TO-DO LIST:
1/ List every actor named under "Starring" in the film entry below.
2/ Reproduce everything in the film entry below from "2000 Hong Kong film" down to "Possession in 2002.".

SOURCE EXCERPT:
********

- DVD cover art
- 山村老屍2:色之惡鬼
- Directed by: Francis Nam
- Written by: Leung Hung-wah; Mickey Man;
- Produced by: Leung Hung-wah
- Starring: Joey Meng; Angie Cheung; Alice Chan; Ken Wong; Joyce Chan;
- Cinematography: Yip Wai-ying
- Edited by: Ng Wang-hung
- Music by: Simon Leung; Tony Tam;
- Production companies: Times Production; Matrix Productions;
- Release date: 21 September 2000;
- Running time: 81 minutes
- Country: Hong Kong
- Language: Cantonese
- Box office: HK$407,346

= A Wicked Ghost II: The Fear =

2000 Hong Kong film by Francis Nam

A Wicked Ghost II: The Fear is a 2000 Hong Kong horror film directed by Francis Nam, starring Joey Meng, Angie Cheung, Alice Chan, Ken Wong, and Joyce Chan. It is preceded by A Wicked Ghost in 1999 and followed by A Wicked Ghost III: The Possession in 2002.

********

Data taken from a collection

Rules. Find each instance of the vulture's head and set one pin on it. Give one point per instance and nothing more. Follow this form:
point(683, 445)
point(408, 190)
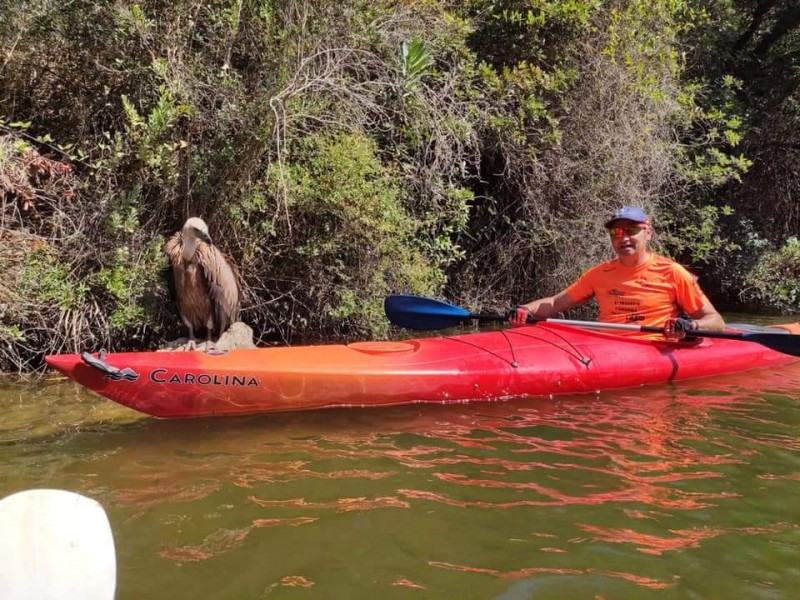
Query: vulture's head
point(196, 228)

********

THE ANSWERS:
1/ Joey Meng, Angie Cheung, Alice Chan, Ken Wong, Joyce Chan

2/
2000 Hong Kong film by Francis Nam

A Wicked Ghost II: The Fear is a 2000 Hong Kong horror film directed by Francis Nam, starring Joey Meng, Angie Cheung, Alice Chan, Ken Wong, and Joyce Chan. It is preceded by A Wicked Ghost in 1999 and followed by A Wicked Ghost III: The Possession in 2002.